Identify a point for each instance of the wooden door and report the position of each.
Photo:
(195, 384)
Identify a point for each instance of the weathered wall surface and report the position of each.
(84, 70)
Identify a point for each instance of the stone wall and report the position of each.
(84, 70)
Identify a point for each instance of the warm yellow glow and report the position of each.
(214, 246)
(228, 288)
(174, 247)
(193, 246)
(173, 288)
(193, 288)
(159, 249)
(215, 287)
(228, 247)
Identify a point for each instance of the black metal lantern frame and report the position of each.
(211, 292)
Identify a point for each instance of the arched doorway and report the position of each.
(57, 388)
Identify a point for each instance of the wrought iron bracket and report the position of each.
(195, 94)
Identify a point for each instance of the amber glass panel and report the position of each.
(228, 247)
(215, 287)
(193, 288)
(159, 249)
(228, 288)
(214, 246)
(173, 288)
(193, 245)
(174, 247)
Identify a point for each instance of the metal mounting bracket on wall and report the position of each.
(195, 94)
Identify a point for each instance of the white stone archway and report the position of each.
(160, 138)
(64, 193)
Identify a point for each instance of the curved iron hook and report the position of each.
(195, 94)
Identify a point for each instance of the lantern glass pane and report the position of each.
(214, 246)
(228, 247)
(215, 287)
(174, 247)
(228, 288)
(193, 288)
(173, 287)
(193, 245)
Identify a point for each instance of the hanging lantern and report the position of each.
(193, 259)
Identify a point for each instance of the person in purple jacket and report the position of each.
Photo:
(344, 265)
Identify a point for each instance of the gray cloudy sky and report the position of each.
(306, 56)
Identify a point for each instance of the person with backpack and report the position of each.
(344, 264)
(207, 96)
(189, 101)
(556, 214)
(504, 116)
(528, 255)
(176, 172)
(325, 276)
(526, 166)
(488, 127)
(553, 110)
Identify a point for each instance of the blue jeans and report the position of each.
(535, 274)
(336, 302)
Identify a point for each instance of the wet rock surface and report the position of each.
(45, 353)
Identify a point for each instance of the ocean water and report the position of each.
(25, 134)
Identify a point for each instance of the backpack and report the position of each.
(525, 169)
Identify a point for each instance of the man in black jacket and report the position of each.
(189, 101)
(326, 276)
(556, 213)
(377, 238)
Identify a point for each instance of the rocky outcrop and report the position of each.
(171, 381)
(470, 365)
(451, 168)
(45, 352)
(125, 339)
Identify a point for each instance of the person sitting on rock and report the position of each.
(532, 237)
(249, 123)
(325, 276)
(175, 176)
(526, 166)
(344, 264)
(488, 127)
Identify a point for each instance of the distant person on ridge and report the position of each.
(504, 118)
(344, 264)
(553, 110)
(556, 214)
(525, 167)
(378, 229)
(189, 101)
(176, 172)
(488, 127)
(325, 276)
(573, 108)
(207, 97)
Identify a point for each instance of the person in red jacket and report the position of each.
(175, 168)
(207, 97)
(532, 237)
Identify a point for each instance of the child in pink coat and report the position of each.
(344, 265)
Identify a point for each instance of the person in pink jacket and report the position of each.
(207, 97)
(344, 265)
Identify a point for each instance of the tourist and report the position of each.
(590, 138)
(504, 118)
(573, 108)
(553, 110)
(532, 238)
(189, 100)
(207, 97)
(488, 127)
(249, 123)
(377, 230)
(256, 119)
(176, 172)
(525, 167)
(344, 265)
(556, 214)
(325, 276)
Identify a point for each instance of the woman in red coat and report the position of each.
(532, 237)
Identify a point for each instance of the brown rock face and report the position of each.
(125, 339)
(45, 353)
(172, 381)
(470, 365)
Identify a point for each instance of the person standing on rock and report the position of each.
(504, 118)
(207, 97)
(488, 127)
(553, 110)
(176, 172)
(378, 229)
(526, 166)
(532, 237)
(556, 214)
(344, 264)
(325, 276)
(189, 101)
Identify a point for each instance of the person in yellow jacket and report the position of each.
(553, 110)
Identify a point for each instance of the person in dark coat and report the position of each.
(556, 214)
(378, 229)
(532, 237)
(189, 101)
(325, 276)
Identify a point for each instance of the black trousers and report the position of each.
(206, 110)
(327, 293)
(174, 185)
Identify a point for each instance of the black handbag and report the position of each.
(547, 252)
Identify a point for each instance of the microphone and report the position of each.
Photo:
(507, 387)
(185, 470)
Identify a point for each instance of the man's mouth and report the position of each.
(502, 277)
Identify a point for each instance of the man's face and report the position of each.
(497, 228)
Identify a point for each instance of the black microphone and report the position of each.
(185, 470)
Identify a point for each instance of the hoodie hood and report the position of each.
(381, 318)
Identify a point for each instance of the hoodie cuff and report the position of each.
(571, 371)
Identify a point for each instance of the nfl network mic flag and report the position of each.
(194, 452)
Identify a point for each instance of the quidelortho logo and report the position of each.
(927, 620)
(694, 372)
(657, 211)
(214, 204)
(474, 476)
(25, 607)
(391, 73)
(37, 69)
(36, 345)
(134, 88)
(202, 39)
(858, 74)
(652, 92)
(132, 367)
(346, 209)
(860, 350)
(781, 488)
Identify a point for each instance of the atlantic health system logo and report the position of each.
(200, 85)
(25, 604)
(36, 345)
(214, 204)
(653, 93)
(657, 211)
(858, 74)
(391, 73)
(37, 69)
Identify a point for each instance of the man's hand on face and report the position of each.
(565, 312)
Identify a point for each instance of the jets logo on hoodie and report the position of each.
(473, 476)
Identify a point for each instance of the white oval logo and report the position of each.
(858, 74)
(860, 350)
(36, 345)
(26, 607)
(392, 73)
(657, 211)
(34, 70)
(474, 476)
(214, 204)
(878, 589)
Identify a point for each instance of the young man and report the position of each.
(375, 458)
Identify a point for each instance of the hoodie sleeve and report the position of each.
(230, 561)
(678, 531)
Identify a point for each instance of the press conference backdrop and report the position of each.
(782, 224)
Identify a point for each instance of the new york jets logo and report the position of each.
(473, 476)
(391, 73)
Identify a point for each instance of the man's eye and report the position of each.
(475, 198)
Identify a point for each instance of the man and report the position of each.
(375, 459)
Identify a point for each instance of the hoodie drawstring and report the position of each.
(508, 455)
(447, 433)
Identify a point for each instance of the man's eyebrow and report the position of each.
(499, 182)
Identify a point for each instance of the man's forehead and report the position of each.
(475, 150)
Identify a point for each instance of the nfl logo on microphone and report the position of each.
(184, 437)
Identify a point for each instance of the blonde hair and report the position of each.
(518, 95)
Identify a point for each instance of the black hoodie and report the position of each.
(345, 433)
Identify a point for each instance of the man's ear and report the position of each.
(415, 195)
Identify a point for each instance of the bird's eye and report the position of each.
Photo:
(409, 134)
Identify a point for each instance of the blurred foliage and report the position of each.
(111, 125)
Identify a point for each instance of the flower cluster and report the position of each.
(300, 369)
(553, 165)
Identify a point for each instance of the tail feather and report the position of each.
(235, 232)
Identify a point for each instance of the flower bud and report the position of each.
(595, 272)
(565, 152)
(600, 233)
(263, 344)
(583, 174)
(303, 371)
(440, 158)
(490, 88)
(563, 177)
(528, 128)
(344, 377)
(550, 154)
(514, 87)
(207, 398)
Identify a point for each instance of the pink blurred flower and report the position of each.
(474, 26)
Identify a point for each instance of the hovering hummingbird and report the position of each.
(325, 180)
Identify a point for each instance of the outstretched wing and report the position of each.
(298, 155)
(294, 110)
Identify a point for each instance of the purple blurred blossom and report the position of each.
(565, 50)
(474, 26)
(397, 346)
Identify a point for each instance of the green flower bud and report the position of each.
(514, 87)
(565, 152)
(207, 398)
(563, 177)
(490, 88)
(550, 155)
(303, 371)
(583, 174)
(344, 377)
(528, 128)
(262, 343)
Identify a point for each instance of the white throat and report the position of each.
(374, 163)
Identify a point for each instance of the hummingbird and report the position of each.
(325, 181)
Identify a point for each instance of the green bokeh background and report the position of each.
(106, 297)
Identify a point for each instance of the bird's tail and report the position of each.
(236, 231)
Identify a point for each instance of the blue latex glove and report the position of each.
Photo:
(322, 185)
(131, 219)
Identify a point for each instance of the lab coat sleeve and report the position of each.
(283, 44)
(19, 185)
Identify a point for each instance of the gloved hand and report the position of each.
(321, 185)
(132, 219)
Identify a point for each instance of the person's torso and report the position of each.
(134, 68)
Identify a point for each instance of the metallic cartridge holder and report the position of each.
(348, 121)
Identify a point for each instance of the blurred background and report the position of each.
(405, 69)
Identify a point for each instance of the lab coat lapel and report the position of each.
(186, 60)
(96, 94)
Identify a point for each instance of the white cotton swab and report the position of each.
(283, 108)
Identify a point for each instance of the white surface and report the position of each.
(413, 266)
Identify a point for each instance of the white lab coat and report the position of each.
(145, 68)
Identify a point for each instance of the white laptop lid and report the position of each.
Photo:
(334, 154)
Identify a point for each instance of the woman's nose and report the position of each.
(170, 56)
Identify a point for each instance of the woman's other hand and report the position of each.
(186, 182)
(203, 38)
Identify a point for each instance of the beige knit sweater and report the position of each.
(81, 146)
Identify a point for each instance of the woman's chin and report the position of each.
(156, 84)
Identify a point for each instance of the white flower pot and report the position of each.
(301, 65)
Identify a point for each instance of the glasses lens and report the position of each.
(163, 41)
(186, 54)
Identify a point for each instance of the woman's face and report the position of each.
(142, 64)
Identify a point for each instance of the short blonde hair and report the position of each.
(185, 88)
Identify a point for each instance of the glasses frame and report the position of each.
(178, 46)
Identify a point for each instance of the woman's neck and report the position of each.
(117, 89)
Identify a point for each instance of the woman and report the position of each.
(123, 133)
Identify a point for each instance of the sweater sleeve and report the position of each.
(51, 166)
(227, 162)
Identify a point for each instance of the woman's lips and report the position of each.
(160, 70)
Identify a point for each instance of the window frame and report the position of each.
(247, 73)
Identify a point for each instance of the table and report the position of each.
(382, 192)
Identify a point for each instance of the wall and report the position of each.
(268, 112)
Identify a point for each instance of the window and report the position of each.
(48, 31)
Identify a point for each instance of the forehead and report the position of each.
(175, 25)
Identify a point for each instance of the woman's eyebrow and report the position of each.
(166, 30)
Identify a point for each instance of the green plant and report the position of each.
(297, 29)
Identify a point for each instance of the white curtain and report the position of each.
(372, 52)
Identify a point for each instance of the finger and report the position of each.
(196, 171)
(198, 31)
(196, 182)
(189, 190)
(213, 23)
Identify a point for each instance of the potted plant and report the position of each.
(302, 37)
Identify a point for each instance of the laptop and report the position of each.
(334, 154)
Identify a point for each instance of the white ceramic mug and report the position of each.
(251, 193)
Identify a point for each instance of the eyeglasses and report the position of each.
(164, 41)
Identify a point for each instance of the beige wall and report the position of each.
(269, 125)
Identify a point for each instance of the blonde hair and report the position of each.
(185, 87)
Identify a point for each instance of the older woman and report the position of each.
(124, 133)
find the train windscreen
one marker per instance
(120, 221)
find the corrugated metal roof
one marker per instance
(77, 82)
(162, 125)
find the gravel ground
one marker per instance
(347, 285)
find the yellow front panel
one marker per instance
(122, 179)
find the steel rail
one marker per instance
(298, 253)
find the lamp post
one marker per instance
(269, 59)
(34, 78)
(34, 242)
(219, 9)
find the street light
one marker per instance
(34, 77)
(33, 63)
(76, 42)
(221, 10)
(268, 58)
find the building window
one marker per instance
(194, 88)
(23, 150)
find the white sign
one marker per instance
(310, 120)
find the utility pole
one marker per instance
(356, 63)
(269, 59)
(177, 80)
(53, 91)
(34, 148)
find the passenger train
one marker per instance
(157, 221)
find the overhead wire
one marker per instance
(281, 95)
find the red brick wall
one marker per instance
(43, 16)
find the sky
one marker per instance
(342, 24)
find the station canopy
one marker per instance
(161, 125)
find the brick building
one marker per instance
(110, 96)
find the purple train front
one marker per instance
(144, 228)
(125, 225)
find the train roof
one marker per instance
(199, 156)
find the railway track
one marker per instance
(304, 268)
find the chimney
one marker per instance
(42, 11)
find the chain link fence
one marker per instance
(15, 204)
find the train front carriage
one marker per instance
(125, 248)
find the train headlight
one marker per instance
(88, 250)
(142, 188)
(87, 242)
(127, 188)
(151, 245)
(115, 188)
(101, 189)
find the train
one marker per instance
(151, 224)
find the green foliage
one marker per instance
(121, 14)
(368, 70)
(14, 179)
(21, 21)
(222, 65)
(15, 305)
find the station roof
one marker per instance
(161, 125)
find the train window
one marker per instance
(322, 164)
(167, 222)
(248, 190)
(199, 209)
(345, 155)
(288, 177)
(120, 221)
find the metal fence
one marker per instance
::::
== Goal ==
Output the line holding "find the yellow front panel", then every later line through the end of the records above, exactly as given and nothing else.

== Result of the task ==
find the yellow front panel
one marker per instance
(122, 179)
find the steel rail
one marker per instance
(298, 253)
find the lamp post
one marker per instance
(269, 59)
(34, 78)
(34, 242)
(219, 9)
find the street light
one marker per instance
(34, 77)
(33, 63)
(76, 42)
(221, 10)
(268, 58)
find the building window
one marker per instance
(194, 88)
(23, 150)
find the white sign
one marker per instance
(310, 120)
find the utility pole
one marker per instance
(356, 63)
(269, 59)
(177, 80)
(53, 91)
(34, 148)
find the passenger train
one marker per instance
(157, 221)
find the overhead wire
one marker per instance
(281, 95)
find the red brick wall
one marker per instance
(43, 16)
find the sky
one marker per instance
(342, 24)
find the station canopy
one marker per instance
(161, 125)
find the brick building
one marker per instance
(110, 96)
find the purple train front
one marker per instance
(144, 228)
(125, 225)
find the train roof
one marker per instance
(199, 156)
find the railway track
one marker per instance
(304, 268)
find the chimney
one marker per instance
(42, 11)
find the chain link fence
one marker per instance
(15, 204)
find the train front carriage
one marker per instance
(125, 248)
find the train headlight
one marker per instance
(88, 250)
(142, 188)
(87, 242)
(127, 188)
(151, 245)
(115, 188)
(101, 189)
find the train
one marker per instance
(151, 224)
find the green foliage
one marker per instance
(121, 14)
(368, 70)
(14, 179)
(21, 21)
(222, 65)
(15, 305)
find the station roof
one marker per instance
(161, 125)
find the train window
one marker per instance
(322, 164)
(167, 222)
(248, 190)
(199, 209)
(345, 155)
(288, 177)
(120, 221)
find the metal fence
one marker per instance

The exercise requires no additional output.